» Conjunto de tarefas:
(A) Responda a estas perguntas sobre o texto sobre a liberdade:
(i) Quem é o autor do texto?
(ii) Em que ano foi publicado o escrito «Sobre a Liberdade» de John Stuart Mill?
(iii) Que país está a sujeitar a Ucrânia a uma guerra de agressão?
(B) No texto sobre a liberdade, substitua "crises" por "convulsões" no trecho de "O limite da" a "vez mais crises." e reproduza o trecho assim alterado.

Sociedade moderna
Liberdade

Paz e liberdade
Foto (detalhe): Katrin Requadt © picture alliance/dpa

O limite da minha liberdade é a liberdade do outro. Ora, precisamente nos dias que correm, qual o significado deste princípio para a nossa complexa sociedade moderna? Armin Nassehi discorre sobre a noção de liberdade num mundo que é abalado por cada vez mais crises.

De Armin Nassehi

Sob a impressão da guerra de agressão a que a Rússia está a sujeitar a Ucrânia, não é fácil escrever sobre liberdade — mas, precisamente neste contexto, tal revela-se porventura especialmente necessário. Talvez a mais impressionante das definições de cariz político do conceito de liberdade seja a do liberal John Stuart Mill. O chamado «limite de Mill» é por ele expresso do seguinte modo: «É o princípio de que o único fim para o qual as pessoas têm justificação, individual ou coletivamente, para interferir na liberdade de ação de outro, é a autoproteção. É o princípio de que o único fim em função do qual o poder pode ser corretamente exercido sobre qualquer membro de uma comunidade civilizada, contra a sua vontade, é o de prevenir dano a outros.»[1] Nesta frase famosa, que consta do seu escrito Sobre a Liberdade (On Liberty), de 1859, Mill formula de um modo certeiro o desafio intelectual da ideia de liberdade: o ponto em que a liberdade do indivíduo se depara com a liberdade dos outros. Tudo isto pode soar abstrato, mas a liberdade não é tão-só a arbitrariedade, não é tão-só uma ausência de relações, mas antes uma configuração, uma expetativa social. Se os limites da minha liberdade são determinados pela liberdade dos outros, então a liberdade justamente não se manifesta num individualismo arbitrário.

» Registos de dados:
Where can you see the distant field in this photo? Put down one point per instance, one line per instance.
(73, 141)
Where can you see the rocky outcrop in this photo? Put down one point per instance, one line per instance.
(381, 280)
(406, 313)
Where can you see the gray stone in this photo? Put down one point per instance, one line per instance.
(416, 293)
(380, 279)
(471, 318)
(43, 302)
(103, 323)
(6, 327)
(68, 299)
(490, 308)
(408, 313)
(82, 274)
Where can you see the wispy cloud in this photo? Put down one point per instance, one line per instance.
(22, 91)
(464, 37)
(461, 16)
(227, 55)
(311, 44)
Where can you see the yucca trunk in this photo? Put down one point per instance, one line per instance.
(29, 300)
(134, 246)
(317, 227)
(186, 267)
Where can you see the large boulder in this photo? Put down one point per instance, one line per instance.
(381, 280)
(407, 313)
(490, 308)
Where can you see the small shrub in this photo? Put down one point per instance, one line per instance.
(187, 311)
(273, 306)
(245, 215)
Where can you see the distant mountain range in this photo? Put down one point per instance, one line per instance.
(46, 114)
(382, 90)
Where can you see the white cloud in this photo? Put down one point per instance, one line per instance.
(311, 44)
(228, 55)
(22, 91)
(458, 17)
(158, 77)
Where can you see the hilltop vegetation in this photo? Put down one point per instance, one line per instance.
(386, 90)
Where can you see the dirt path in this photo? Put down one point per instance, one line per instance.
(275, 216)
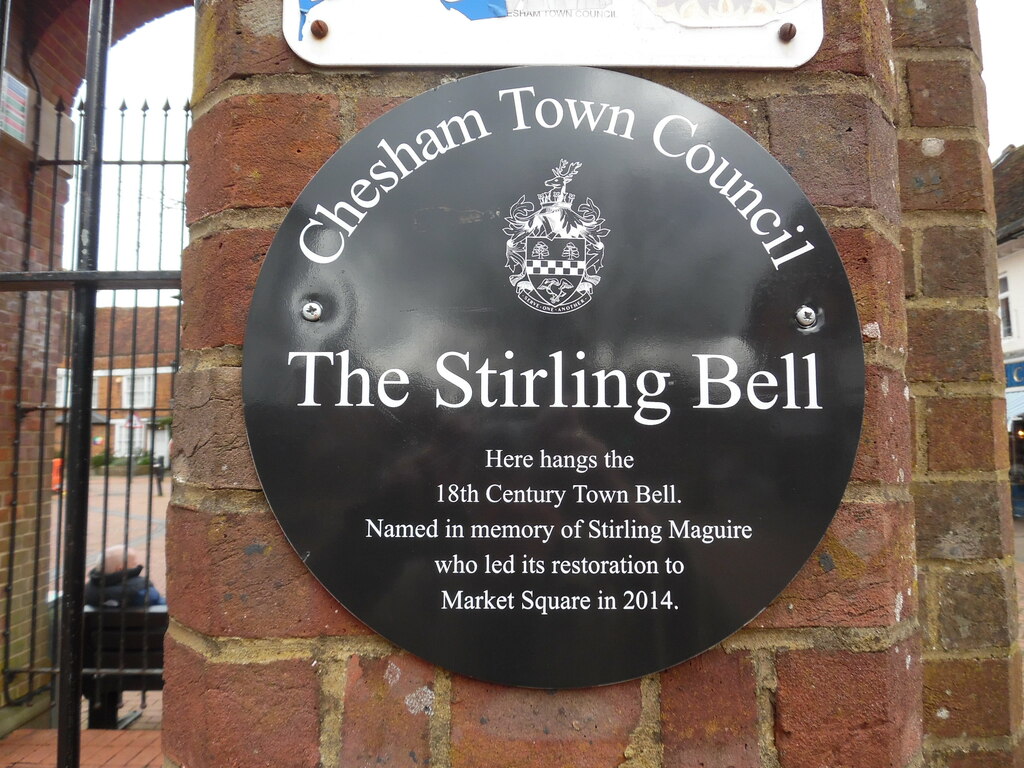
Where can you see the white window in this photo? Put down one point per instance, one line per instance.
(61, 398)
(137, 390)
(1005, 316)
(130, 437)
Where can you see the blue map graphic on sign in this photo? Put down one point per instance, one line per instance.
(304, 7)
(477, 9)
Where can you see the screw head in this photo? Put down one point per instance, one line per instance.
(320, 29)
(312, 311)
(806, 316)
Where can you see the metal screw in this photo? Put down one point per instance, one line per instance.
(320, 29)
(806, 316)
(312, 311)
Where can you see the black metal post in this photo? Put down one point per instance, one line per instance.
(79, 420)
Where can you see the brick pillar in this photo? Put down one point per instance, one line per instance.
(972, 681)
(263, 669)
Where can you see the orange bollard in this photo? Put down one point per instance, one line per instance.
(56, 475)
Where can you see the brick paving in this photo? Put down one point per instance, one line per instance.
(100, 749)
(124, 508)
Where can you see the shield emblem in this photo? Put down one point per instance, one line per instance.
(555, 266)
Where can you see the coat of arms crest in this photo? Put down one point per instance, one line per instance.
(554, 251)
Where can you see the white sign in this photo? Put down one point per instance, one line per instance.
(14, 108)
(773, 34)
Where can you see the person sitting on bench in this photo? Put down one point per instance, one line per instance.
(118, 582)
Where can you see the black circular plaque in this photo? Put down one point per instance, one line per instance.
(553, 377)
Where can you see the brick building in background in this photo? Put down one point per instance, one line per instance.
(1008, 172)
(133, 370)
(896, 645)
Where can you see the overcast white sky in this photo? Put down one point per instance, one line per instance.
(156, 62)
(1001, 27)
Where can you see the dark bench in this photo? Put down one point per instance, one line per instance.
(124, 650)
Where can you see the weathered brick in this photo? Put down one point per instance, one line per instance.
(966, 433)
(240, 715)
(952, 345)
(267, 147)
(945, 93)
(977, 758)
(751, 116)
(218, 273)
(857, 41)
(210, 444)
(861, 574)
(957, 261)
(909, 256)
(369, 108)
(236, 40)
(972, 697)
(876, 272)
(388, 704)
(847, 710)
(935, 24)
(586, 728)
(884, 453)
(840, 148)
(237, 576)
(938, 174)
(963, 520)
(710, 712)
(976, 610)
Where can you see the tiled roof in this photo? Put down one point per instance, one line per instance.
(144, 321)
(1009, 177)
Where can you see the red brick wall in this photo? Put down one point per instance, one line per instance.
(972, 702)
(47, 50)
(264, 669)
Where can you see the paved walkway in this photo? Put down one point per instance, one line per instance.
(140, 749)
(37, 749)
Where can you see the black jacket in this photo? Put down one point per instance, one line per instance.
(120, 589)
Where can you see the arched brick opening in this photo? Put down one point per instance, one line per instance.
(46, 50)
(58, 38)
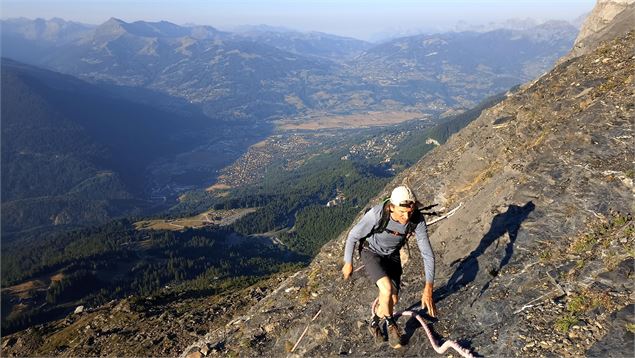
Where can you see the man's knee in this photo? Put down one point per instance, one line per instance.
(385, 287)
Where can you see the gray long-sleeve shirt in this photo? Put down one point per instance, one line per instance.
(386, 243)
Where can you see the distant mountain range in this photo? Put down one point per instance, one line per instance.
(264, 73)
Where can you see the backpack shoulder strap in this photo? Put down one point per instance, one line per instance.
(380, 226)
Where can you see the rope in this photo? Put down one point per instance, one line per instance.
(439, 349)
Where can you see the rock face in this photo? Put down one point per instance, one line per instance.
(609, 19)
(536, 261)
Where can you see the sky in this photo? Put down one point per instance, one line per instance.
(354, 18)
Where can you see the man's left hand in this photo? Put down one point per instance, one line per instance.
(427, 301)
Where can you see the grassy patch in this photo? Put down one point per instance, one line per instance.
(563, 324)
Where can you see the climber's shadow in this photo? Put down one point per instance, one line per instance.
(467, 269)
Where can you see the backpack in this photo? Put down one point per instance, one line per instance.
(415, 219)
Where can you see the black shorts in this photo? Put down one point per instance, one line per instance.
(378, 266)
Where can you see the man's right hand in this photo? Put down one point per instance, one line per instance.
(347, 270)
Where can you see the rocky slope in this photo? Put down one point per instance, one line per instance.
(538, 260)
(608, 19)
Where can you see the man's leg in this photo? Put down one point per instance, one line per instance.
(387, 297)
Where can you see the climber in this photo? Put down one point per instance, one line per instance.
(381, 233)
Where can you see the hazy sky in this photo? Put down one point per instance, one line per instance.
(355, 18)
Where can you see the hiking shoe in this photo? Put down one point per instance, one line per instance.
(394, 335)
(375, 330)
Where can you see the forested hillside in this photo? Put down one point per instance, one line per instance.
(73, 154)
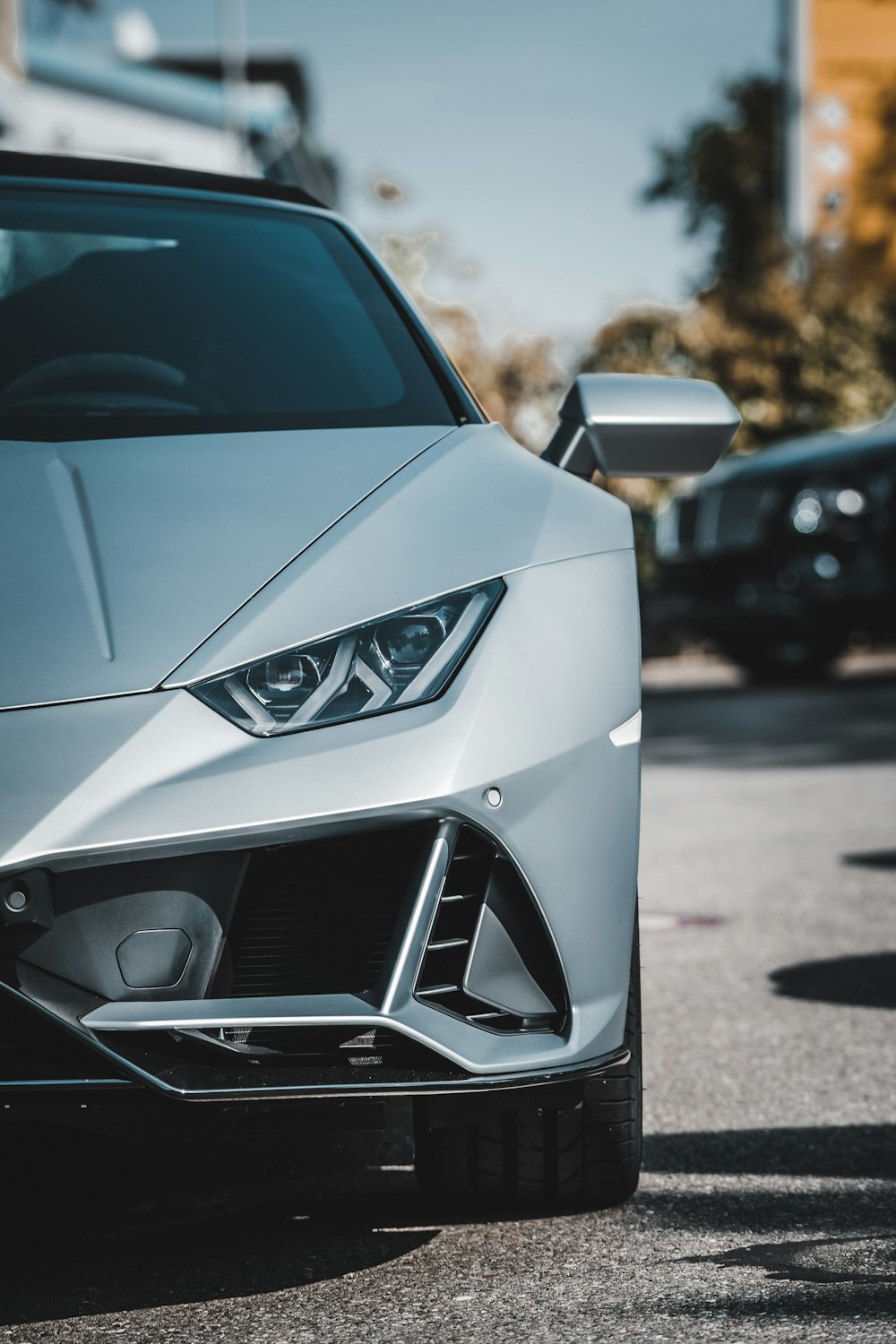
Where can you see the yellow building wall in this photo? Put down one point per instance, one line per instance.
(852, 65)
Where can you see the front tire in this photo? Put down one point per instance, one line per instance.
(538, 1153)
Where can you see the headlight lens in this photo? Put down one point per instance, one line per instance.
(402, 659)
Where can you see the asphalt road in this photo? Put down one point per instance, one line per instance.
(767, 1206)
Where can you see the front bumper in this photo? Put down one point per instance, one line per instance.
(102, 792)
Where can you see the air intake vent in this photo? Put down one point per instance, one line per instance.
(317, 917)
(489, 959)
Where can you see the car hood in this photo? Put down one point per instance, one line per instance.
(120, 556)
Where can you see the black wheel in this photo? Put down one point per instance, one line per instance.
(547, 1147)
(788, 659)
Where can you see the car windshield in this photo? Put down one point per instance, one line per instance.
(137, 314)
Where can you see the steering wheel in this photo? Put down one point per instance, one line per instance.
(110, 373)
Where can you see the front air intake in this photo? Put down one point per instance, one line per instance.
(489, 957)
(319, 917)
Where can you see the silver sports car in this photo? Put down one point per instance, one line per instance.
(320, 696)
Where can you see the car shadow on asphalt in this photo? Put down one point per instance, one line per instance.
(116, 1228)
(866, 981)
(831, 1150)
(833, 723)
(871, 859)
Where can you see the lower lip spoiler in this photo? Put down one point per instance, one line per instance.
(128, 1021)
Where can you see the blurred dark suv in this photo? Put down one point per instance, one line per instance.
(780, 556)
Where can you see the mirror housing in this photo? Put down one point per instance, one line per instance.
(641, 425)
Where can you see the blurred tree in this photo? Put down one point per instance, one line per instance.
(516, 379)
(797, 352)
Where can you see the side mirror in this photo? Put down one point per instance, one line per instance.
(640, 425)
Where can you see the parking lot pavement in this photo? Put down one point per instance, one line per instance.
(767, 1207)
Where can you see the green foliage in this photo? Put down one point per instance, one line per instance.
(797, 351)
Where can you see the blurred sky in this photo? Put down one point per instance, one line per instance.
(519, 128)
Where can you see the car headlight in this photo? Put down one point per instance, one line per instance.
(398, 660)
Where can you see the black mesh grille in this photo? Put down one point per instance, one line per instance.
(319, 917)
(441, 978)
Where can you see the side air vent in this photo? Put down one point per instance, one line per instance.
(489, 957)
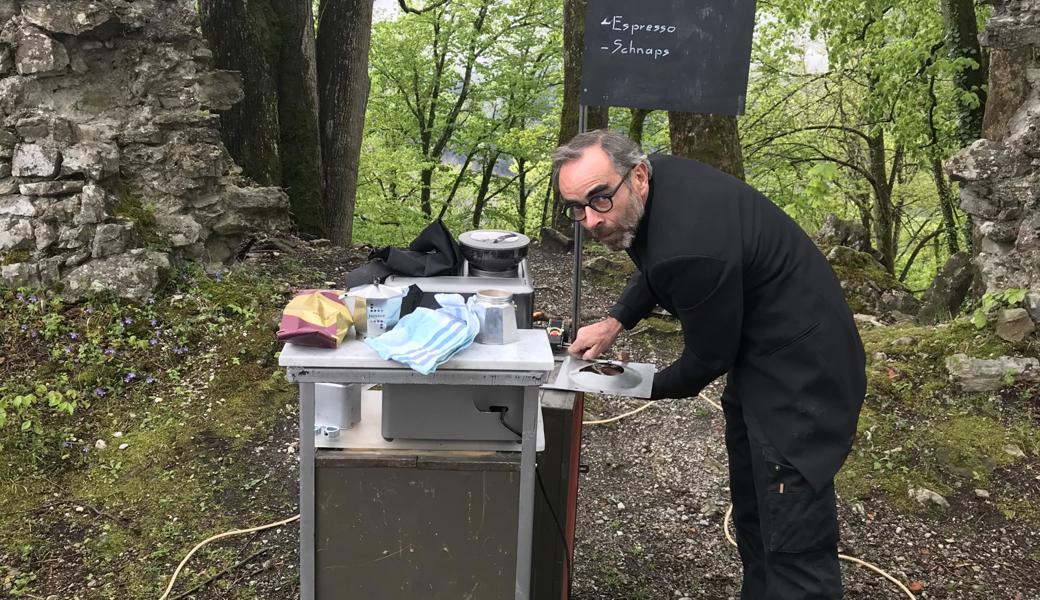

» Conjunto de respostas:
(A)
(i) Armin Nassehi
(ii) 1859
(iii) A Rússia

(B)
O limite da minha liberdade é a liberdade do outro. Ora, precisamente nos dias que correm, qual o significado deste princípio para a nossa complexa sociedade moderna? Armin Nassehi discorre sobre a noção de liberdade num mundo que é abalado por cada vez mais convulsões.